WHAT IS NEEDED: Word for word, quote all of the material, omitting the pictures.
======== MATERIALS PROVIDED ========
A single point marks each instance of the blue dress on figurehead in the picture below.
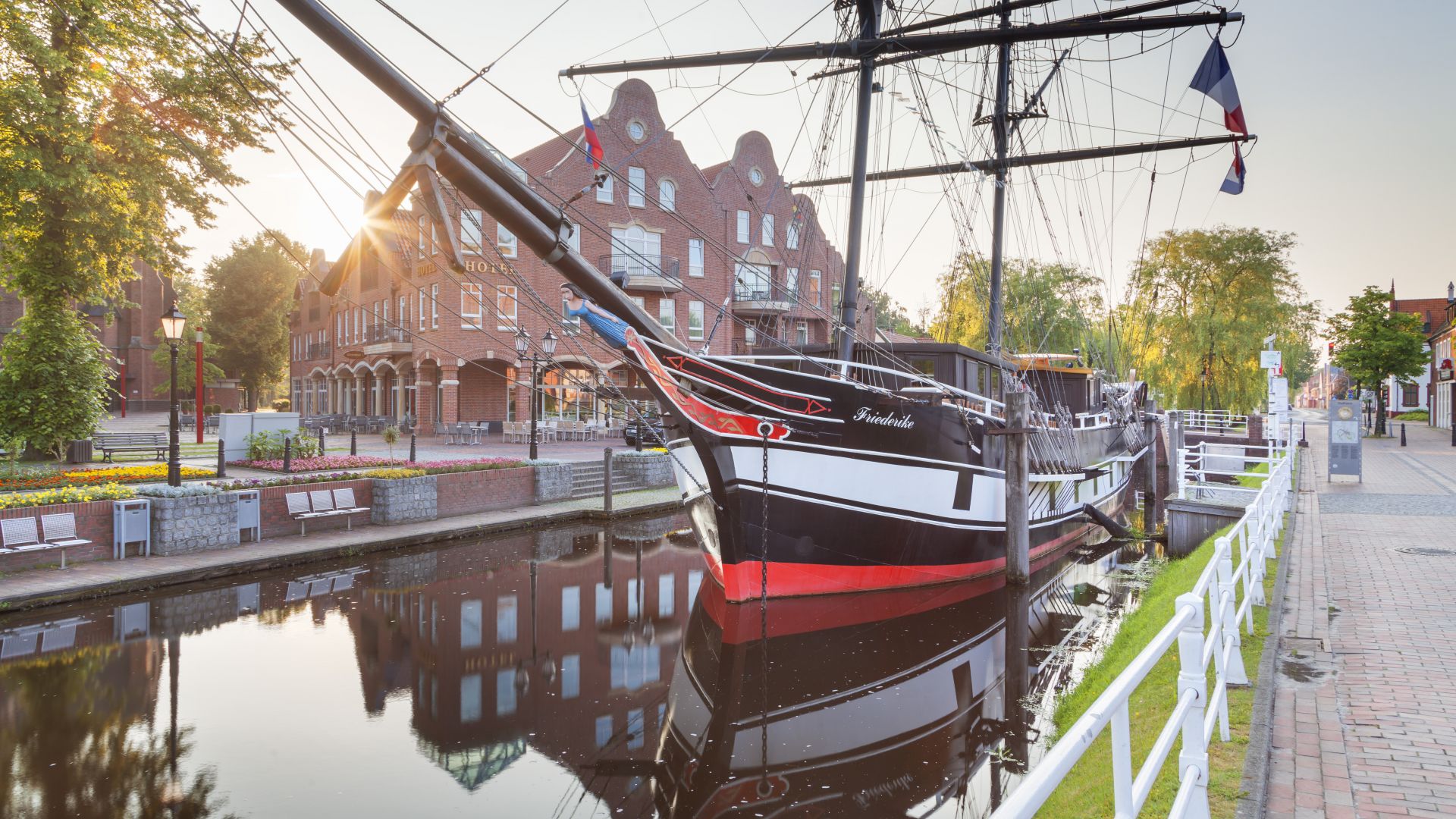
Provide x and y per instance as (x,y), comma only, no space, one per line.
(610,328)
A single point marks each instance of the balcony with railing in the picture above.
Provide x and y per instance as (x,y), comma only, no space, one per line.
(642,271)
(384,340)
(762,299)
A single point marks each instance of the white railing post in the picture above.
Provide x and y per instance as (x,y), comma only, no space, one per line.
(1193,757)
(1234,670)
(1183,472)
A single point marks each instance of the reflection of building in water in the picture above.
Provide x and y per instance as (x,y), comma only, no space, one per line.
(533,640)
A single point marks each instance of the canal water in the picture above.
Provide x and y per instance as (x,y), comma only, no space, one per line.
(565,672)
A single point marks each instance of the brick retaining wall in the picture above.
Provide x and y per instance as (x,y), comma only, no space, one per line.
(466,493)
(92,523)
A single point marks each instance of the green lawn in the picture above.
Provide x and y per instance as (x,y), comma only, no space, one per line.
(1088,789)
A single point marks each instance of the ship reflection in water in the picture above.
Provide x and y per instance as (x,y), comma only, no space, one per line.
(566,672)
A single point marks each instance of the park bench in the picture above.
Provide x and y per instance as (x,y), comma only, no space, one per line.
(324,504)
(109,444)
(20,534)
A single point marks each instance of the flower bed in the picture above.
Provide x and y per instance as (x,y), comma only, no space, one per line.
(47,480)
(67,494)
(372,461)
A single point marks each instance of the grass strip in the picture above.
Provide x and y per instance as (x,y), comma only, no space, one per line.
(1088,787)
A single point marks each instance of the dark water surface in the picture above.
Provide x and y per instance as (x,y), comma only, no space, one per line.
(541,675)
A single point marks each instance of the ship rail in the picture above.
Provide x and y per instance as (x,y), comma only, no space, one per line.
(1229,586)
(1216,423)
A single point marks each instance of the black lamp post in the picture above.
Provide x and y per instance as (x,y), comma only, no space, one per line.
(172,324)
(523,344)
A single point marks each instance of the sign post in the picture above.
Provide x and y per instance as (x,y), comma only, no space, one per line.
(1345,439)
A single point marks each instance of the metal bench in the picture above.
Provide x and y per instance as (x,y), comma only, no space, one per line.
(109,444)
(20,535)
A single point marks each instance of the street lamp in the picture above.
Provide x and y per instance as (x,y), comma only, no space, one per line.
(172,322)
(523,344)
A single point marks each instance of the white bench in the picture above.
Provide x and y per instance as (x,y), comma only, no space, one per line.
(20,534)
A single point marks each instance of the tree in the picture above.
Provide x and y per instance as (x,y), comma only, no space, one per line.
(193,302)
(1373,344)
(1199,308)
(111,118)
(889,314)
(249,300)
(1047,306)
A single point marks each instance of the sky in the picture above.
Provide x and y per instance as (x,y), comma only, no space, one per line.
(1347,102)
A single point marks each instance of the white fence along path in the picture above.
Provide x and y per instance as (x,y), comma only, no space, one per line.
(1231,585)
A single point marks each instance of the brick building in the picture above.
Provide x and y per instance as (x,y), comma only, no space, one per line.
(726,257)
(1416,394)
(130,335)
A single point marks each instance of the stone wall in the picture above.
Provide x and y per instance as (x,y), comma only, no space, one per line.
(181,525)
(405,500)
(277,522)
(92,523)
(552,483)
(648,469)
(468,493)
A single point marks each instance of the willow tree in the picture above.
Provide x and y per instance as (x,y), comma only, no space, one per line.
(1201,303)
(114,115)
(1049,308)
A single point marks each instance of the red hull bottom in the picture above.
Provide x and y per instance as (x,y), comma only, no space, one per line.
(743,582)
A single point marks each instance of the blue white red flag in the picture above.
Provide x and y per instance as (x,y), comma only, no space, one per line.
(1234,183)
(595,152)
(1216,79)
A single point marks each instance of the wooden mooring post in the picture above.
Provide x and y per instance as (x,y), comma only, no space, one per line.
========
THE COMPLETED TASK:
A single point marks each instance of the blue dress on figurehead in the picture below.
Provide x and y per instance as (x,y), comma only, no space, one per line.
(610,328)
A single point marks each instance of the balcony with railing in the picture above.
Provide x and y per instance as (x,y), comma only, no space, one per line.
(642,271)
(384,340)
(762,299)
A single point marks each instance of the white railing post in the picture above.
Provide x and y per instance as (x,y), comma only, no space, one per line.
(1193,757)
(1234,670)
(1183,472)
A single point marks each instance of the reflection of building in water in the picture above.
Provide x and y per instance as (x,y), comma only, no space, one per line.
(533,640)
A single point marks each instance of the canal water in the picture above.
Provide x and y per instance as (x,y), comma only, no space, one per line.
(565,672)
A single point marks each instance of the brick retaining wall in the picture above.
Provide x and y per instance as (x,y), comma only, no space, one per line.
(466,493)
(92,523)
A single point marks each instance of the green lawn in the picture above.
Provide x and y per instance as (x,y), comma only, no space, one per line.
(1088,789)
A single point marks each instance of the ship reflection in water in the picture above.
Provide x and y per instance as (x,y), comma only, no space, one per line.
(566,672)
A single point marks each instance of the park bench in the picture above.
Provide x and y per instance as (x,y), comma only, no space, one per line.
(324,504)
(109,444)
(20,534)
A single point marks each instance of the flower bed in the picture above.
Provide x and y per instance as (x,y), comma only, no space, one per line.
(47,480)
(67,494)
(372,461)
A single point marks each instance of the grass strip in the picture above.
Provide x and y per instance as (x,y), comma only, no space, one per line.
(1088,787)
A single point marks each instance of the dark water surface in the picture above.
Provide x and y per instance as (x,y), comma only, no space, one per line.
(541,675)
A single point marks each instance of the ship rail in the picture above.
Provide x and y per instance as (x,y), comma only, no space, one per line.
(1229,586)
(1216,423)
A single point marks each instance of the black lamp post in the picture above.
Provide x and y per instance as (x,y), comma only, no space, one per line.
(172,324)
(523,344)
A single point marks each instance of the sign post in the picture above.
Provide x and y per instance as (x,y), comma only, no space, one per line.
(1345,439)
A single point marks each instance of the metal bench in the picture above.
Provide x and y per instance as (x,y), comma only, no space, one per line.
(109,444)
(20,535)
A single point marks each instance of the street lamp in the picture above.
Provide x and y per instance as (x,y), comma only, no space, one per line.
(172,322)
(523,344)
A single point marks each instance of the white bench in the picture above.
Provide x and y per instance as (x,y), comma only, no space, one per line.
(20,534)
A single point marks each instance of the tree in the picture above.
Provide x and y per instance as (x,y), comma only, no space, one per line.
(193,302)
(1373,344)
(1199,308)
(111,118)
(889,314)
(249,300)
(1047,306)
A single point marks each instance of the sky in the picture above.
Provide x and y per instance as (x,y), comma only, no space, one per line.
(1347,102)
A single point marks each instance of the white fence along path in the picture above.
Provide x and y per instance as (x,y), comma only, no space, one per line.
(1231,585)
A single point marks each instance of the brick building in the picture above.
Provide x and y per instance as (x,y), comma only, no space, one per line.
(726,257)
(1416,394)
(130,335)
A single point marks each instance of the stone wall in the picture above.
Provide x and y per instance as (x,y), comma only, no space, one per line.
(181,525)
(405,500)
(277,522)
(92,523)
(552,483)
(648,469)
(468,493)
A single point marks each instance of the willow tree in the picture above.
Provide x and y per instance as (x,y), comma only, no space, one per line.
(1201,303)
(114,115)
(1049,308)
A single point marks each instance of the red hull bottom in the picture above.
Provide x and y per instance as (x,y), comma only, no space, one per line.
(743,582)
A single point marks each instance of the blue white red flag in the picture above.
Provide x and y per instance as (x,y), comma only, no space, one per line.
(1234,183)
(595,152)
(1216,79)
A single point marks each instance of the wooden mooring post in the picture above.
Provide x and y per instance as (x,y), comma only, no space, one per line.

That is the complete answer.